**Your objective:**
The records below must be reproduced exactly. Strip out the pictures.

• • •

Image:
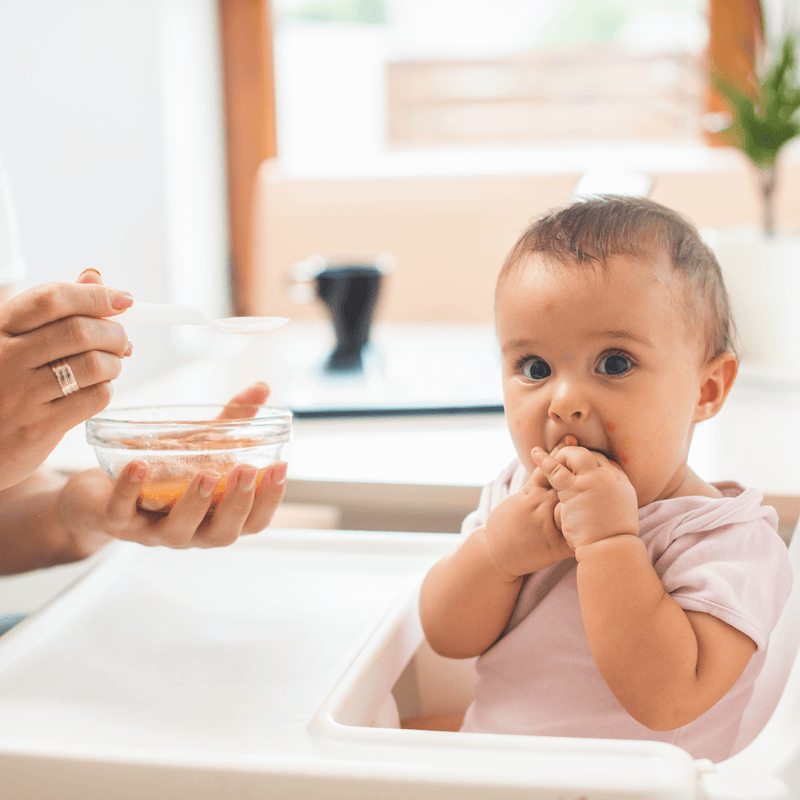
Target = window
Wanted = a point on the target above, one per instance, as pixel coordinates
(362, 78)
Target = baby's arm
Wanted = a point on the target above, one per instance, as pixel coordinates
(666, 666)
(467, 597)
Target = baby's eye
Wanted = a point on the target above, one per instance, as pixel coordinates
(614, 364)
(534, 369)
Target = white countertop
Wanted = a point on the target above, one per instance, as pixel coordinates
(443, 461)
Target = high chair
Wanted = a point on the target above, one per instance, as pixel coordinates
(279, 667)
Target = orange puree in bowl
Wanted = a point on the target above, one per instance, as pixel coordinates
(161, 494)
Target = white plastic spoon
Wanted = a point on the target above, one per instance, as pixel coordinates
(176, 314)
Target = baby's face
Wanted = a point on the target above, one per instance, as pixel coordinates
(609, 358)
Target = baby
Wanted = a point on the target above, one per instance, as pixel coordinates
(609, 590)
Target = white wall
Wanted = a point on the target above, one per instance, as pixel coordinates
(110, 125)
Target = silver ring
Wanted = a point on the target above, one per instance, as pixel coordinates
(64, 376)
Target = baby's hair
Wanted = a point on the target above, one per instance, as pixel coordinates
(587, 232)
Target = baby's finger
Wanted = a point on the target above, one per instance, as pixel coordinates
(581, 460)
(537, 476)
(558, 475)
(268, 497)
(53, 301)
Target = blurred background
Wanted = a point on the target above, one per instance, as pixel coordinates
(196, 149)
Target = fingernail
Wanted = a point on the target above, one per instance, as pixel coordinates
(121, 300)
(247, 479)
(208, 484)
(278, 473)
(137, 472)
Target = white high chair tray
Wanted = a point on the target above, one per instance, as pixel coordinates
(254, 671)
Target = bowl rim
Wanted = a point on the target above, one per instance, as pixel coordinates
(277, 413)
(99, 427)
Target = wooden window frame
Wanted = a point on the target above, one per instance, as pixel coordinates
(250, 135)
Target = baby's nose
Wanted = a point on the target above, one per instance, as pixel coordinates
(569, 402)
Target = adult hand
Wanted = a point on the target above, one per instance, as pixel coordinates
(50, 323)
(522, 533)
(92, 507)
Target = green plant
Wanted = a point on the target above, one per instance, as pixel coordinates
(764, 118)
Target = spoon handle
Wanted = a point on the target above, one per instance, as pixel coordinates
(162, 314)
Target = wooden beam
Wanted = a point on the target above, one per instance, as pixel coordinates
(250, 133)
(736, 36)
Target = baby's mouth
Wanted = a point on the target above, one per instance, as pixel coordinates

• • •

**Final answer:**
Image:
Target = window
Wanted = a point on the target above, one per instance, as pixel coordinates
(362, 78)
Target = baby's arm
Wanted = a point on the target above, one per instance, as pixel coordinates
(666, 666)
(467, 597)
Target = baby's eye
Wanted = a point on the target above, one per instance, as pixel coordinates
(614, 364)
(534, 369)
Target = white countertop
Wanted = a point on the target above, one per instance, as pixel coordinates
(443, 461)
Target = high chair
Wanted = a point on the target above, one per instance, as pixel coordinates
(279, 667)
Target = orange puree in bowl
Wanted = a point on the target above, one per instance, as pixel coordinates
(161, 494)
Target = white plastic spoon
Wanted = a point on the target above, one per instance, as pixel coordinates
(176, 314)
Target = baby's face
Wanted = a point on the target above, one per instance, as pixel coordinates
(609, 358)
Target = baby
Wanted = a point on the target above, one per instance, as pixel coordinates
(609, 590)
Target = white wall
Wanted = a point on the target above, one per instance, as pixel coordinates
(110, 125)
Target = silver ring
Wanted = a point on the target above, one per instance, as pixel coordinates
(64, 376)
Target = baby's hair
Wanted = a point on the target above, one per instance, as pixel coordinates
(587, 232)
Target = baby's finger
Wanted = a point on the target above, one per instance, as pixel coordinates
(581, 460)
(537, 476)
(558, 475)
(268, 497)
(53, 301)
Target = blurred background
Wanted = a point on the target above, one per instance, as pixel coordinates
(196, 149)
Target = fingernail
Wanted = a point on the target above, one per instance, as pixel coordinates
(121, 300)
(247, 479)
(208, 484)
(278, 473)
(137, 472)
Target = white high chair tray
Wanted = a point on the target above, one per instance, as pixel coordinates
(254, 671)
Target = bowl rim
Wanted = a point on the target above, one per instance, as pixel coordinates
(277, 413)
(99, 427)
Target = wooden window frame
Wanted = a point on the target above, one per instance, as pixel coordinates
(250, 135)
Target = baby's nose
Wanted = a point on the target above, one per instance, as pixel coordinates
(569, 402)
Target = adult hand
Wanted = a point on the target above, one per instance, as pixel coordinates
(50, 323)
(522, 533)
(92, 507)
Target = green plant
Wanted = a point on the target above, one per instance, as pixel coordinates
(764, 118)
Target = spoon handle
Wanted = a point on the target above, one per instance, as pixel coordinates
(162, 314)
Target = wooden beam
Wanted = a point on the target above, one per instance, as pixel coordinates
(250, 133)
(736, 36)
Target = baby's mouth
Wanted = a point on the target above, one per instance, as pixel coordinates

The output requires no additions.